### What you will do:
Character for character, reproduce every entry below.

(Records contained in a dataset)
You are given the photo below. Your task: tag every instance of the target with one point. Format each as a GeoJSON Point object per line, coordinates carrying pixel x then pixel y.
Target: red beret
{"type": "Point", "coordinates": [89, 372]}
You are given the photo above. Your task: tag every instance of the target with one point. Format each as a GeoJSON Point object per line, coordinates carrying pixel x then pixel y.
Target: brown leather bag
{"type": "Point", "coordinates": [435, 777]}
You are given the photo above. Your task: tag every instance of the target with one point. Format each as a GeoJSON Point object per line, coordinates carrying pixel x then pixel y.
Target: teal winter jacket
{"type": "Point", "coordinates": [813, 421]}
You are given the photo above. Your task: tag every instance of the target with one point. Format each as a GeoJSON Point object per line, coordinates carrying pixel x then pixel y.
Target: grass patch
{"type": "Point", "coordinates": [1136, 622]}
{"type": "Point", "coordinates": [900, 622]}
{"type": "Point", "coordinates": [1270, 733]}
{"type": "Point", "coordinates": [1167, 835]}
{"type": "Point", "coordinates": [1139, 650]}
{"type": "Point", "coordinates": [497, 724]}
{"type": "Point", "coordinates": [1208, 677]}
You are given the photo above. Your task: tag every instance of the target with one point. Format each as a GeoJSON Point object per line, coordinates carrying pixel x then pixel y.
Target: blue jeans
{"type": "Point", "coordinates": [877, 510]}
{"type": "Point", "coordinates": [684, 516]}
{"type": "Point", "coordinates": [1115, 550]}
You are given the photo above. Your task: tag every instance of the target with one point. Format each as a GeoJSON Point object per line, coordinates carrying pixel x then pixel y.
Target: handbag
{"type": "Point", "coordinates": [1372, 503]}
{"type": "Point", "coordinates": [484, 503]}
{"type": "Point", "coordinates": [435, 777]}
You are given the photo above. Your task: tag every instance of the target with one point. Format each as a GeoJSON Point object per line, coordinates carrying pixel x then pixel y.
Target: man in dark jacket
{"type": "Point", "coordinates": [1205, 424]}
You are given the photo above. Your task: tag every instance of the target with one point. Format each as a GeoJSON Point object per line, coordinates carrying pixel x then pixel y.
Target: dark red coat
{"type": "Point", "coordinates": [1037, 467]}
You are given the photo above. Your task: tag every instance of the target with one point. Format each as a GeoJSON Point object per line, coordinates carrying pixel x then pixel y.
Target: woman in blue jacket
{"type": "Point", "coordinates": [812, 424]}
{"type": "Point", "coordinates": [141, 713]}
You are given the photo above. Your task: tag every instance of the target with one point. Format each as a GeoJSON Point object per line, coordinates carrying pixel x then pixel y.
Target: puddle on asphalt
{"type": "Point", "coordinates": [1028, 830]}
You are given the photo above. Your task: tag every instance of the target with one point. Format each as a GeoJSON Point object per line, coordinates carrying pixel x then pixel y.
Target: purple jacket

### Solution to this task:
You are given the photo below. Your task: tag every instance of the target with one point. Format each as a GeoJSON Point object per line, coordinates carrying pixel x then pixel y.
Target: red beret
{"type": "Point", "coordinates": [89, 372]}
You are given the photo above. Your task: tag every instance of the target with one point. Format each as a GeoJSON Point object per line, coordinates carrying pixel x then pixel y.
Target: brown leather bag
{"type": "Point", "coordinates": [435, 777]}
You are given the photo above. Your task: tag every instance of the target with one point. Format each as a GeoJSON Point object per line, coordinates carrying pixel x then pixel y.
Target: teal winter jacket
{"type": "Point", "coordinates": [813, 421]}
You are given the photo above. Your task: tag every instance of the target with one point. Format each as a GeoJSON Point object per line, coordinates carrying pixel x then pixel y.
Target: grass patch
{"type": "Point", "coordinates": [1136, 622]}
{"type": "Point", "coordinates": [900, 622]}
{"type": "Point", "coordinates": [1270, 733]}
{"type": "Point", "coordinates": [1167, 835]}
{"type": "Point", "coordinates": [1139, 650]}
{"type": "Point", "coordinates": [497, 724]}
{"type": "Point", "coordinates": [1208, 677]}
You are given the photo above. Your task: tag every instance of the target with one point. Format each as a GeoJSON Point object per line, coordinates carrying pixel x then pixel y.
Target: blue jeans
{"type": "Point", "coordinates": [877, 510]}
{"type": "Point", "coordinates": [684, 516]}
{"type": "Point", "coordinates": [1115, 550]}
You are given the photo above. Your task: tag every instance of the target with one point. Format each as a GeoJSON Point object per line, coordinates carrying pixel x then pixel y.
Target: handbag
{"type": "Point", "coordinates": [1372, 503]}
{"type": "Point", "coordinates": [484, 503]}
{"type": "Point", "coordinates": [435, 777]}
You are given the photo above. Your task: tag every instance of the target with one point. Format each as a GeoJSON Point object per line, coordinates carrying pixel x then pixel y.
Target: man in dark jacket
{"type": "Point", "coordinates": [1205, 424]}
You are given the photo above. Your task: tag every instance of the target with one point. Format each as a GeoJSON Point object per line, coordinates carrying pixel x then pixel y.
Target: dark red coat
{"type": "Point", "coordinates": [1037, 467]}
You are given the photo above. Your task: tag every instance of the target with one point. Format each as a GeoJSON Point object per line, coordinates carrying pixel x then pixel y.
Target: woman in blue jacket
{"type": "Point", "coordinates": [812, 424]}
{"type": "Point", "coordinates": [141, 713]}
You are given the photo above. Your task: tag every instance of the target with one point. Format each as a GeoJSON Point object per line, coordinates carrying pixel x then pixel y.
Target: puddle on asphalt
{"type": "Point", "coordinates": [1028, 830]}
You are given the photo above. Your task: tag every instance of the target with one point. Format each as a GeoJSON Point object per line, coordinates carrying pixel x then pixel y.
Target: purple jacket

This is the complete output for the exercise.